------ Passage provided ------

The Loonie Hits 92-Cents!

Good day… Well… Here I am, back in the saddle again. That was one long trip last week, but it’s always good to see current customers and meet new ones!

Friday was a real bummer with regards to currency movements. Negligent at best, would describe any currency movements on Friday. Except that Canadian dollar/loonie (CAD)! (More in a minute…) We did have a country drop the dollar peg over the weekend… But no big shakes. Kuwait dropped their dollar peg, which had been in place since 2003, and replaced it with a basket peg… Sort of like China’s. Of course we have no idea what the basket consists of, but given the fact that imports from Europe have become quite expensive for Kuwait with the euro (EUR) so strong, I would suspect the euro to be a main entry in the basket.

On Friday, I wrote about the Canadian dollar/loonie, and how it was performing quite nicely alongside a stronger than expected economy. A Canadian reader sent along a note to cool my enthusiasm, but just this morning I read a note that a Tech/Charts guy at Goldman Sachs (NYSE:GS) is saying that his charts tell him that the loonie could reach 96-cents! OK… You know me and charts guys… Fundamentals are more important to me. But since I had already talked about the fundamentals on Friday, I thought the charts information would assist here… And oh, by the way… Loonies hit 92-cents this morning!

Also on Friday, we saw the U. of Michigan consumer confidence rise. What? Oh well… I guess people are feeling pretty good about paying over $3 a gallon of gas, eh? I wonder what they will say when it gets to $4 a gallon? Or… When all their savings, that is if they have any, is spent on filling their gas tank. Don’t you wonder just what the heck is going through anyone’s mind that is confident right now? Well… I’m confident… I’m confident that things are going to get a lot worse in the coming months… But then, they don’t ask me!

The Chinese news on Friday, regarding the widening of their currency trading band for the renminbi (CNY) versus the dollar, didn’t have any lasting effect on the Asian currencies, as the Japanese yen (JPY) is back above the 121 handle.

------ Rows ------

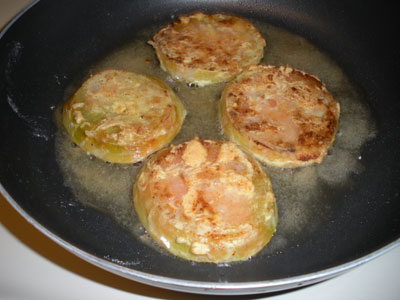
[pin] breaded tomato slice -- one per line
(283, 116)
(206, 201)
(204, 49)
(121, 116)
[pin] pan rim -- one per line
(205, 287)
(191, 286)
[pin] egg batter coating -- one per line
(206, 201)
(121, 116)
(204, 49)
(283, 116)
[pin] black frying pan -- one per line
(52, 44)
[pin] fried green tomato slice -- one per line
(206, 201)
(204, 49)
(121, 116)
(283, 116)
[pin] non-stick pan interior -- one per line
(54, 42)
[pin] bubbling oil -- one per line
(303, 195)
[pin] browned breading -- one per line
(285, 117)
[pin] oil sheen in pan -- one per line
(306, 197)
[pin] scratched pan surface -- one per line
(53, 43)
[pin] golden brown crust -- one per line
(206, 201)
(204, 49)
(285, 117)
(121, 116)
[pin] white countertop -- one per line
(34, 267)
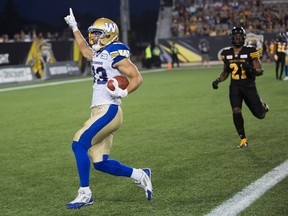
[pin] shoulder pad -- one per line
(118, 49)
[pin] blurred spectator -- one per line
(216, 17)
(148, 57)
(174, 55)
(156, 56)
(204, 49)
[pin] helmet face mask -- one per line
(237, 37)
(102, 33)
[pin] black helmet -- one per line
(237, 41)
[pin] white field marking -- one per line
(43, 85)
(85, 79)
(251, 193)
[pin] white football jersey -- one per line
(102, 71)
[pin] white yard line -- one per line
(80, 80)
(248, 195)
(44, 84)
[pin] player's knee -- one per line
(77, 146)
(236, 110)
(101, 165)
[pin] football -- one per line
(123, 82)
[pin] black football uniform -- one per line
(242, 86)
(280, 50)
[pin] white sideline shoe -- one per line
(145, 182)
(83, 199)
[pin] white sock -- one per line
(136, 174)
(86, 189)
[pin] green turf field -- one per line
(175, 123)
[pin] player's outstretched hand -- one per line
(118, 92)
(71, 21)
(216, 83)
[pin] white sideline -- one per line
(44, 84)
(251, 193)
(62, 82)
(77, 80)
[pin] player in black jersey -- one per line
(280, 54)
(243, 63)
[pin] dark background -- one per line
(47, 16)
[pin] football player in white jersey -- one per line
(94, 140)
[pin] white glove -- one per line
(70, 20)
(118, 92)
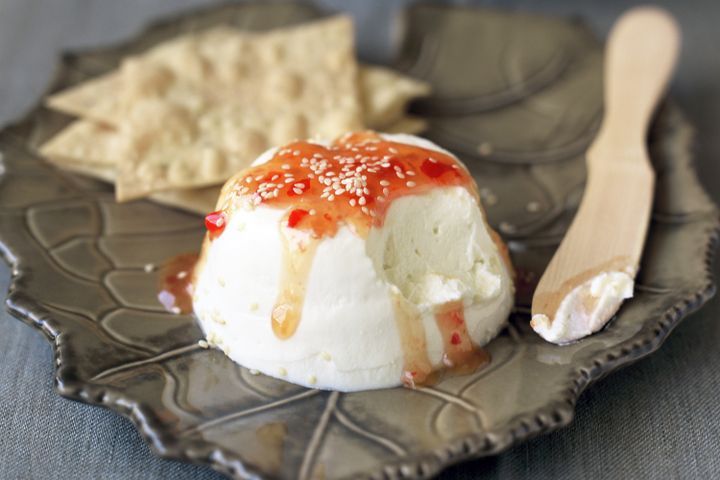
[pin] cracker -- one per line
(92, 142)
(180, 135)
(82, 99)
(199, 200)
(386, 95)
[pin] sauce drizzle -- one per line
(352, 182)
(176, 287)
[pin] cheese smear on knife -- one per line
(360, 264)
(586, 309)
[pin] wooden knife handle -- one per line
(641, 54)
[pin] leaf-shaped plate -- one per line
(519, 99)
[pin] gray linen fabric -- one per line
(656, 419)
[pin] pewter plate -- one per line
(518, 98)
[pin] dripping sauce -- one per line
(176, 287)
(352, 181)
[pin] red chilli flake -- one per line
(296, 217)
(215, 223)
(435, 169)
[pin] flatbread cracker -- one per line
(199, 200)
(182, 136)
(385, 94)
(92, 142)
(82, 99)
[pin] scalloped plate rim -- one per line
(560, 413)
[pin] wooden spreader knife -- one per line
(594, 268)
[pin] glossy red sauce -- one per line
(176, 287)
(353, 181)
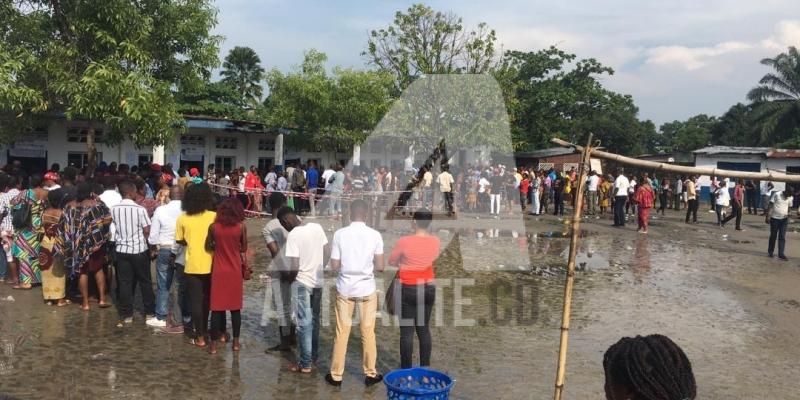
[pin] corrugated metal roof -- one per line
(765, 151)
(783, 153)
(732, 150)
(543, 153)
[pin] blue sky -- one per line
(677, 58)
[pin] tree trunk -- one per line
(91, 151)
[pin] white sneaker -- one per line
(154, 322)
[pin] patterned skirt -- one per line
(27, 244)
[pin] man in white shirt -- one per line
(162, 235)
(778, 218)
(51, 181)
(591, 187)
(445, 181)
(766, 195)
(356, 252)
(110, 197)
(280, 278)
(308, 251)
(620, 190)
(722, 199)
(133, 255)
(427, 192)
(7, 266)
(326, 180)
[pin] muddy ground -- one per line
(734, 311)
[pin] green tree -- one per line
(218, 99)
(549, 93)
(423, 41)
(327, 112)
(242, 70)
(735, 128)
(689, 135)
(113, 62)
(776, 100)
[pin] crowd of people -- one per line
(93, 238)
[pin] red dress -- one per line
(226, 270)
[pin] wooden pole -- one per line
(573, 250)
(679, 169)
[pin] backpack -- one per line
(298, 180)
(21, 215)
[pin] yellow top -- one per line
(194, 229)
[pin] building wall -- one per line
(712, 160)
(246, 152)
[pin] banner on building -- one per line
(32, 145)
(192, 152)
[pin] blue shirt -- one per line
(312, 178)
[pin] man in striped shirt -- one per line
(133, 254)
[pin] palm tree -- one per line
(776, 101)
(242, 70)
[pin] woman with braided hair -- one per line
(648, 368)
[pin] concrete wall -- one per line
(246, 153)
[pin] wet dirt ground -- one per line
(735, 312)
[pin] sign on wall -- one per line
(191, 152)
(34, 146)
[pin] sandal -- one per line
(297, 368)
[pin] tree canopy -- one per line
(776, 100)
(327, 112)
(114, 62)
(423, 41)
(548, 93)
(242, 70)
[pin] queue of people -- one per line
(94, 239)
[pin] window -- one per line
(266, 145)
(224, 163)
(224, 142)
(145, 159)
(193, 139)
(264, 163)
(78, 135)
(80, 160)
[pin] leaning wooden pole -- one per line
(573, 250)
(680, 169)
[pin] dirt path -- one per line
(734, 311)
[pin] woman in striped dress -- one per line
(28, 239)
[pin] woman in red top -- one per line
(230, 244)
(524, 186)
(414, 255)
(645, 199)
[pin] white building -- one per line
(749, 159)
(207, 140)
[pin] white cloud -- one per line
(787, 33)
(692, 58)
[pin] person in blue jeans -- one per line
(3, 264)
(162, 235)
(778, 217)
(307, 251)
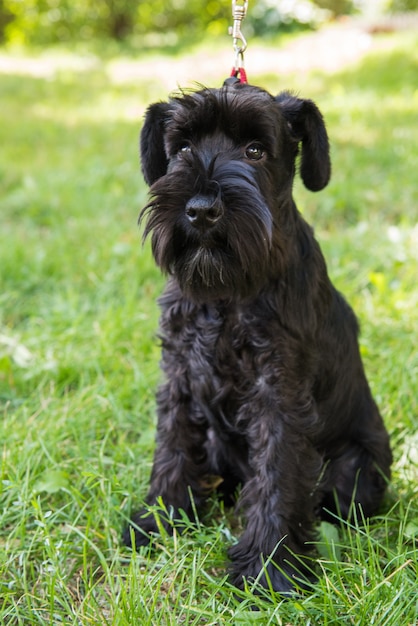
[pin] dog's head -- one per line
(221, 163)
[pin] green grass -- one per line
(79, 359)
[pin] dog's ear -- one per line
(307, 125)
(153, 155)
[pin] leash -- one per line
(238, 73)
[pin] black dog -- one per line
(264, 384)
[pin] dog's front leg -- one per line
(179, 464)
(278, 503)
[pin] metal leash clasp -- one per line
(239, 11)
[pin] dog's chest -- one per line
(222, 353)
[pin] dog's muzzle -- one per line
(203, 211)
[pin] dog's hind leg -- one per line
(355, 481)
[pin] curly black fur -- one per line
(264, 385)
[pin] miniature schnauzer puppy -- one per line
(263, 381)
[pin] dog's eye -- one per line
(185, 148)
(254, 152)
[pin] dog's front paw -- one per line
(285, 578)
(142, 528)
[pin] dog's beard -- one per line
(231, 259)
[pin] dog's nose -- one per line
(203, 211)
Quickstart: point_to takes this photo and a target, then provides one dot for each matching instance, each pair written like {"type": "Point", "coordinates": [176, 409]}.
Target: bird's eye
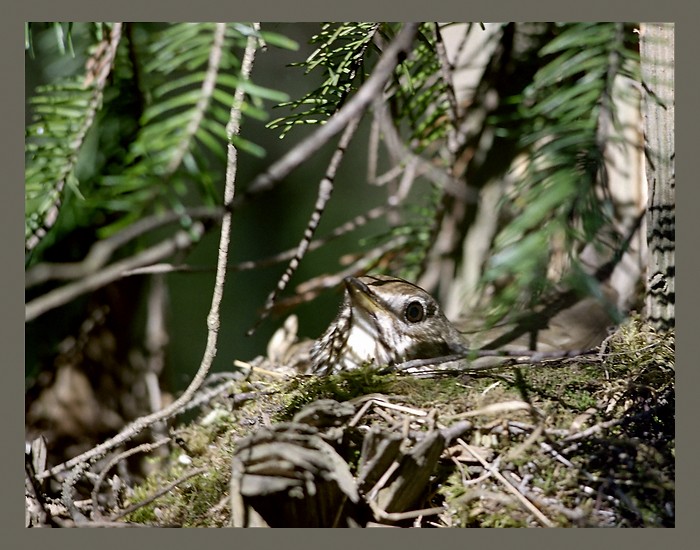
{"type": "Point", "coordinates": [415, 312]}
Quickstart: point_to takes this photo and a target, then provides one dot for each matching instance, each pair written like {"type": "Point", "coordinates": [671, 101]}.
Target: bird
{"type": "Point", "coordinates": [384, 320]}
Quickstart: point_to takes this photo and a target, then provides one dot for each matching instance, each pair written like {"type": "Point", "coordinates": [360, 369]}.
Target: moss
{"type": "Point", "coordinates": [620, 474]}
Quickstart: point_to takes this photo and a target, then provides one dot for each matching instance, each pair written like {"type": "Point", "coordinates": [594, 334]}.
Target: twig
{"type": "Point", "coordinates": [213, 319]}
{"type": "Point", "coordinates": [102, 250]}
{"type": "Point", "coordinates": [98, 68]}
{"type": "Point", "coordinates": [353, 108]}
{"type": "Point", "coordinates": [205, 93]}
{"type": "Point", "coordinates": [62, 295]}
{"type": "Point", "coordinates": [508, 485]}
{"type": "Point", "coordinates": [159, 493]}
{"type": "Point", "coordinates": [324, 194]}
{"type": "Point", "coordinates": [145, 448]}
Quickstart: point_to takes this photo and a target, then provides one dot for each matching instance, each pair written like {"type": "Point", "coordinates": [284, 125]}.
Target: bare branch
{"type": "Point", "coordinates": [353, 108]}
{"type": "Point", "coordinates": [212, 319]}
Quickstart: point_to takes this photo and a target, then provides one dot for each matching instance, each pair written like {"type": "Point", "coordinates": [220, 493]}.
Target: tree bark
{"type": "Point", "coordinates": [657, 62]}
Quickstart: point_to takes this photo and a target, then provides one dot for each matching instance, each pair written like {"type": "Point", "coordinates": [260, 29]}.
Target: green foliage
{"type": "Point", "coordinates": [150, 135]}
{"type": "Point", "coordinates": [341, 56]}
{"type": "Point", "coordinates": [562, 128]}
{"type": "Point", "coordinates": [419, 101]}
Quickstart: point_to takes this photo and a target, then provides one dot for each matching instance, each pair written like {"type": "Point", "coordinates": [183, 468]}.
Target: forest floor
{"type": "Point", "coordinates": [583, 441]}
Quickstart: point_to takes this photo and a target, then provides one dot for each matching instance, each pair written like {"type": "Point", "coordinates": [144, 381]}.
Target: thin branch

------

What you need to do:
(1) In the currency commentary, what did Kuwait replace its dollar peg with?
(2) Reproduce the currency commentary starting with "Good day… Well…" and going on through "in the basket.".
(3) Carry the currency commentary forward from its final sentence.

Outputs for the tasks:
(1) A basket peg.

(2)
Good day… Well… Here I am, back in the saddle again. That was one long trip last week, but it’s always good to see current customers and meet new ones!

Friday was a real bummer with regards to currency movements. Negligent at best, would describe any currency movements on Friday. Except that Canadian dollar/loonie (CAD)! (More in a minute…) We did have a country drop the dollar peg over the weekend… But no big shakes. Kuwait dropped their dollar peg, which had been in place since 2003, and replaced it with a basket peg… Sort of like China’s. Of course we have no idea what the basket consists of, but given the fact that imports from Europe have become quite expensive for Kuwait with the euro (EUR) so strong, I would suspect the euro to be a main entry in the basket.

(3)
OK… Now, onto this week! There’s no U.S. data today, and we won’t see any data with teeth until Thursday, and then Friday will be a short day, as we head into the Memorial Day weekend.

We will see a little data in the Eurozone this week, with both the German ZEW and IFO surveys out, on Tuesday and Thursday respectively, and both are expected to have risen – which would be a good sign that the strong euro isn’t dampening consumer and business confidence. We’ve already seen that the Eurozone economy wasn’t affected by the VAT (tax) and strong euro… So, I expect these two reports to light a fire under the euro again.

However, as I said above, this will be a shortened week, with “the boys” heading to the Hamptons early on Friday, and with little or no data this week, I doubt we’ll see much movement at all from the currencies. But then… Sometimes we see some of the best moves when the volume is thinned out.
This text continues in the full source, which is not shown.